## [What is asked]
1 > In the network monitoring thread, set down the stretch from "Optimally I would" through "Anonymous (Aug 12, 2011)" word for word.
2 > In the network monitoring thread, what device does the original poster say all home traffic passes through?
3 > Which types of traffic does the original poster give as examples in the network monitoring thread?

## [Source extract]
# Networking Monitor



## Deleted member 2077 (Aug 12, 2011)

What's a good way to monitor my home network?  I have a freebsd router/firewall and everything goes though that.

Optimally I would like something that graphs it over time and also breaks it down by "type" of traffic (udp, p2p, http, etc) so I can get a general feel of what is sucking up all the bandwidth during certain times of the day (I have room mates).  Also source would be good too.


----------



## Anonymous (Aug 12, 2011)

You definitely want to look at /usr/ports/net/ntop.

Best regards

Rolf


----------



## francis (Aug 12, 2011)

Hi, *rolfheinrich* is right. Generally there is many apps, which can do exactly what You want. A good source of information could be ports/net-mgmt page. I can recommend e.g. (for more information please check the official websites)

## [Records provided]
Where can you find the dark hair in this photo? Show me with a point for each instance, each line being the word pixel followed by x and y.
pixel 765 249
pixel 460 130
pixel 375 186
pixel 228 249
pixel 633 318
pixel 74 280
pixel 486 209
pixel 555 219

## [Answer list]
1 >
Optimally I would like something that graphs it over time and also breaks it down by "type" of traffic (udp, p2p, http, etc) so I can get a general feel of what is sucking up all the bandwidth during certain times of the day (I have room mates).  Also source would be good too.


----------



## Anonymous (Aug 12, 2011)

2 > A FreeBSD router/firewall.

3 > udp, p2p, http